*Selected excerpt*.

Now that you have a basic understanding of how the naive Bayes model works, let's begin classifying the Amazon reviews.

Before we start implementing the model, there are a number of text processing tasks that we need to do.

Removing Punctuation Marks

Punctuation marks usually don't have any positive or negative meaning. So, we will remove them from our text.

data amazon_temp1;
set amazon_raw;

** Remove Punctuation marks **;
orig_text = translate(text_temp,' ',',.;:?+=-!@#$%^&*(){}[]\|"/><');
orig_text = '  ' || trim(orig_text) || ' ';

** Replace space by @#@# **;
orig_text2 = upcase(tranwrd(orig_text, ' ', '@#@#'));

drop text_temp;

In this data step, we have done two things:

  1. We have removed all the punctuation marks using the Translate function
  2. We have replaced the single space by a simple string '@#@#'

Using '@#@#' in place of a space allows us to easily split the words.

Removing Stop words

Stop words are the words that have nearly no meaning in the sentences. These are words such as "a", "an", "while", "until", etc.

Removing them from our data will help to reduce the noise and give us a better model.

** Stop words **;
data stopwords;
infile datalines dsd;
input stopwords : $30. @@;

proc sql noprint;
select stopwords into : stopwords separated by ' ' from stopwords;
select count(stopwords) into : num_stopwords from stopwords;

%put &stopwords &num_stopwords;

data amazon_temp2;
set amazon_temp1;
stopwords = "&stopwords";

text = orig_text2;

do i = 1 to &num_stopwords;
word = '@#' || scan(stopwords, i) || '@#';
text = tranwrd(text, trim(word), '');

text = tranwrd(text, '@#', ' ');
text = tranwrd(text, '@', ' ');

drop orig_text2 i stopwords word;


The text processing is now complete! The AMAZON_TEMP2 data set has three columns:
  • Label
  • Orig_text (original text)

*Stated exercise*.
Repeat word for word the part of the text-processing walkthrough that begins at the words "1. We have removed" and stops after "a better model.".

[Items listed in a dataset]
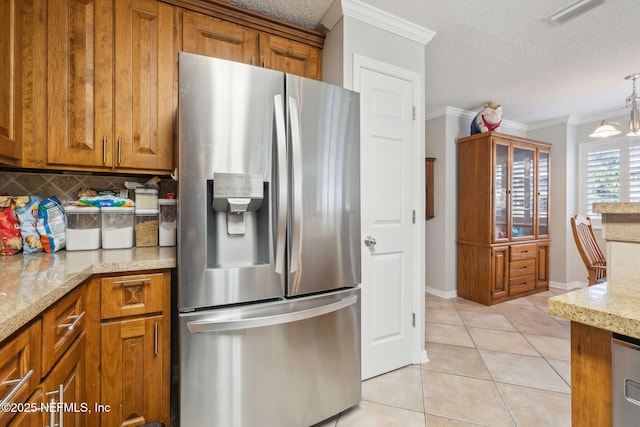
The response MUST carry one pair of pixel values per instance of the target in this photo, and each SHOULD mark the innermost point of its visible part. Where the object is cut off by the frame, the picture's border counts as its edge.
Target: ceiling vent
(573, 9)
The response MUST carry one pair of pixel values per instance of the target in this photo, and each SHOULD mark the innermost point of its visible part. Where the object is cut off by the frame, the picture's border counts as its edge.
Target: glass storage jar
(168, 222)
(146, 227)
(117, 227)
(83, 228)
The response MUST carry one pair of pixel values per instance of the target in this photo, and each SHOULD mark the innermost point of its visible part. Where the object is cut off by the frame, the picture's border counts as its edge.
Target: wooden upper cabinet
(98, 119)
(144, 64)
(286, 55)
(209, 36)
(206, 35)
(79, 83)
(10, 82)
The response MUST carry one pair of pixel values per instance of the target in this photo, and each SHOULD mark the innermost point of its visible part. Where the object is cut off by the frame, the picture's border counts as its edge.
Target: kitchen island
(599, 311)
(31, 283)
(596, 313)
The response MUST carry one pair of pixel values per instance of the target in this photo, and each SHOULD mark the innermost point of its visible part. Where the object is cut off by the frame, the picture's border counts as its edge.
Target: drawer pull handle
(76, 320)
(121, 282)
(19, 383)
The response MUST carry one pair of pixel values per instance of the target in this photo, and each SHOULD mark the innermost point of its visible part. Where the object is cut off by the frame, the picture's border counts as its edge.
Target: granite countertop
(617, 208)
(31, 283)
(612, 307)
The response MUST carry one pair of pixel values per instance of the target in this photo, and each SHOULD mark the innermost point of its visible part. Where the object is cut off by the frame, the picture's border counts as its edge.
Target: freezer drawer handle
(258, 322)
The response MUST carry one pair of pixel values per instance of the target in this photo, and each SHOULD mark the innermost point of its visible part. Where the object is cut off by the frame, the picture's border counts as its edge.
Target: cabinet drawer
(61, 324)
(19, 368)
(522, 268)
(522, 283)
(520, 252)
(132, 295)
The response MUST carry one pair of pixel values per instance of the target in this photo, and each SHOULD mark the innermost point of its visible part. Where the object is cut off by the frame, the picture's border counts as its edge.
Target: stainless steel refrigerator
(269, 246)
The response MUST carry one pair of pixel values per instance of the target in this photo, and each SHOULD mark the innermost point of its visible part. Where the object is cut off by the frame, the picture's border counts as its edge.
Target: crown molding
(376, 17)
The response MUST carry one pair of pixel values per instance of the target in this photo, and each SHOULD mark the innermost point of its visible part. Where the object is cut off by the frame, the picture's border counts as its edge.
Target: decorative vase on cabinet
(503, 217)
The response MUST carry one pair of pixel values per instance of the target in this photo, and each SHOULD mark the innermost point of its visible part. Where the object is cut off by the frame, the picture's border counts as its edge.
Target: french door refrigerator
(269, 246)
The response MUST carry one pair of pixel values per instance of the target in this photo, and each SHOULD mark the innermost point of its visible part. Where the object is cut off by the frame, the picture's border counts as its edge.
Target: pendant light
(634, 122)
(606, 129)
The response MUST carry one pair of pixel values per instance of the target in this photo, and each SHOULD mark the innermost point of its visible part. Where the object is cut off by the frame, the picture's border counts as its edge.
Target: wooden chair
(589, 250)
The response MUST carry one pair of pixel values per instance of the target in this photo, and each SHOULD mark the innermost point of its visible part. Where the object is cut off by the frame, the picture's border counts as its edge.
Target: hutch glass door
(500, 183)
(522, 192)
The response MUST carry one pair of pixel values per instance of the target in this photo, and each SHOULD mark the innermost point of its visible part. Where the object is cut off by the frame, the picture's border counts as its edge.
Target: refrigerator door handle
(197, 326)
(281, 152)
(296, 185)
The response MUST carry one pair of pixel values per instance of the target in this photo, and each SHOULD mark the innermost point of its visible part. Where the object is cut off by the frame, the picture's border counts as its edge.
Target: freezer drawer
(285, 363)
(626, 381)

*Worked solution*.
1. We have removed all the punctuation marks using the Translate function
  2. We have replaced the single space by a simple string '@#@#'

Using '@#@#' in place of a space allows us to easily split the words.

Removing Stop words

Stop words are the words that have nearly no meaning in the sentences. These are words such as "a", "an", "while", "until", etc.

Removing them from our data will help to reduce the noise and give us a better model.